§ Work task
Give the data again in full, with every character unchanged.

[Stored dataset items]
**********

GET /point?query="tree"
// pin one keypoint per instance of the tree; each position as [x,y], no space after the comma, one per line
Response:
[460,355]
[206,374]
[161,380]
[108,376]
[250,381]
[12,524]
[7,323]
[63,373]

**********

§ Answer section
GET /point?query="tree"
// pin one keypoint per instance of the tree; each position as [x,y], no space after the comma, one per line
Response:
[460,355]
[206,374]
[161,380]
[108,376]
[250,381]
[12,524]
[7,323]
[63,373]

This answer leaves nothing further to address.